_PROBLEM STATEMENT_
Reproduce all the entries precisely.

────────

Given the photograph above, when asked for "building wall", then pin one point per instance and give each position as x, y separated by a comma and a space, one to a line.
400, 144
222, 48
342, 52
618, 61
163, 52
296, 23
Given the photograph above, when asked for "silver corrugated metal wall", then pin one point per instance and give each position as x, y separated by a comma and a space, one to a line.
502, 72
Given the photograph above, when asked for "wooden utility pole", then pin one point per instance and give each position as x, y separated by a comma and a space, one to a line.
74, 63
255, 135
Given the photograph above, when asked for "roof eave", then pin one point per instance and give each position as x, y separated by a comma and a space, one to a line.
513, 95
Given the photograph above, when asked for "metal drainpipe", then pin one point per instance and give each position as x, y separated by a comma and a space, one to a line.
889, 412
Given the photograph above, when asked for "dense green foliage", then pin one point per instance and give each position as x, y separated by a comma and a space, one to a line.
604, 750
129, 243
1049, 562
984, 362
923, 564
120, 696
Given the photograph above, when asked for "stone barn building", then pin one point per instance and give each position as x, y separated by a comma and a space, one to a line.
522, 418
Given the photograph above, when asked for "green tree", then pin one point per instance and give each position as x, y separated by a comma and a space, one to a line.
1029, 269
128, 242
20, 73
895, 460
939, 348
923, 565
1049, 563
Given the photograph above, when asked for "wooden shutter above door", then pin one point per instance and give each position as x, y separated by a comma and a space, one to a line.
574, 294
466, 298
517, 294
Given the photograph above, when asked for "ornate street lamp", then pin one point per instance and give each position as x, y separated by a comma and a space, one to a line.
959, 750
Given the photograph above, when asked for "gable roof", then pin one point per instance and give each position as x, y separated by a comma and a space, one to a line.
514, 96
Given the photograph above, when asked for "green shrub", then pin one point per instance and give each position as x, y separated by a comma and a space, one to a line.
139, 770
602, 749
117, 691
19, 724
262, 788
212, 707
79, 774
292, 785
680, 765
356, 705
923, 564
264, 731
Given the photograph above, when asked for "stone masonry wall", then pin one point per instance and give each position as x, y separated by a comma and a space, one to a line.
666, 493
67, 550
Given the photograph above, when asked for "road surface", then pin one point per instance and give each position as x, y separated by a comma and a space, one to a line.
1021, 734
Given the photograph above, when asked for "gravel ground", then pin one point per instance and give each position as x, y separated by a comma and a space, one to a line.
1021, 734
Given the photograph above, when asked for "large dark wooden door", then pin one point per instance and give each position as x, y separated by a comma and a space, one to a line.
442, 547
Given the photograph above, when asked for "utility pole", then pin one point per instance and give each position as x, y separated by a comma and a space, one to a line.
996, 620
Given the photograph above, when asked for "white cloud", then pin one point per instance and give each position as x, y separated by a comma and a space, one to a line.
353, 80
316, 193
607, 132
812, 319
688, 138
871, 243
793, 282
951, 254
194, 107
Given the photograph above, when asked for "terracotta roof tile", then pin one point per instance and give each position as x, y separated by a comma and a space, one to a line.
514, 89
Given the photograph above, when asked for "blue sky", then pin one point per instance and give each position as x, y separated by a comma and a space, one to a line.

────────

_SOLUTION TO THE EXERCISE_
Given the photograph above, when asked for "building wall", then pin one point per instance and give each position as x, y separated by a comma and a space, one to a line.
400, 144
222, 48
342, 52
618, 61
163, 52
296, 23
Given the photograph above, when asked for "silver corrugated metal wall", then pin one point per instance and give each position as x, y separated by a comma and a space, one to a line.
502, 72
Given the photograph above, when asked for "wooden utility pole", then pin one point per instance and give each position as x, y separated by a comma and a space, one to a line.
74, 63
255, 135
Given the photograph above, when asked for "roof eave", then pin one point per instance and give each position as x, y separated by a comma and a space, one to a line.
513, 95
Given the photograph above, when asked for "metal drainpipe", then pin one point per instance and give each position as x, y separated by a comma and a space, one to a line.
889, 412
Given the photograph above, when asked for "dense green foliage", then pin one point per instance and give each position as x, y separated by a comma and a space, one to a line.
604, 750
129, 243
1049, 562
984, 362
923, 564
120, 696
Given the photograph above, when asked for "stone barn building", then pin one point per instance and give each position as x, y separated by a comma and a space, one to a line.
522, 418
Given the photograph above, when asked for "green tree", then pin one point per instance and give each position as x, y separated by a comma and a space, one to a line.
1029, 269
128, 242
20, 73
895, 460
939, 348
923, 565
1049, 563
Given the photograph above, when asked for "wooden shutter above door", then pin one point per instance and give each position as x, y separated by a comma and a space, one to a line.
574, 294
466, 298
517, 294
Given the photograph above, when asked for "ornate street lamp", then pin one point per instance and give each position as x, y separated by a comma and a space, one to a line.
959, 750
Given the photograph above, when asked for "gable roof", then pin one point per instance and give each position as x, y separated by a comma and a space, one to a line.
514, 96
Given the photograph above, when asked for "green shrub", then pin one point per instance and give each position as x, y separated by a comma and a space, one to a line.
139, 770
602, 749
117, 691
19, 724
262, 788
212, 707
79, 774
292, 785
680, 765
356, 705
923, 564
264, 731
Given the photograph above, when asked for "stone masonry wall", then pin one point per instance and give each position as x, y separated by a comma and a space, one to a line.
666, 493
67, 550
Given the photograph above, when asked for "road surface", then pin one point per instance and give each position as x, y separated by a comma and a space, one to a line.
1021, 734
Given the photograph above, when asked for "gravel ground", then pin one point per instance and give each position as x, y separated by a comma and a space, one to a line.
1021, 734
Given the photograph above, when asked for "large dark wooden door", then pin one point per instance and give each position as x, y separated by a comma and a space, one to a line.
442, 547
Given the photograph above, when asked for "utility pole", then pin one point per instance and give each position as x, y separated by a comma and a space, one to a line.
996, 620
Given the photograph above, when asked for "white cloud", then pin one point per instance and give each position as x, y separated by a comma and a space, one to a line.
353, 80
316, 193
607, 132
812, 319
688, 138
871, 243
793, 282
951, 254
194, 107
Given the photograph above, when asked for "terracotta roof tile", then pin one point per instance and give each position as x, y separated by a comma and a space, one to a line.
514, 89
Given the photograph above, when asked for "blue sky", then pin one point per instance and give each position as x, y separated by a comma and a space, one to a line.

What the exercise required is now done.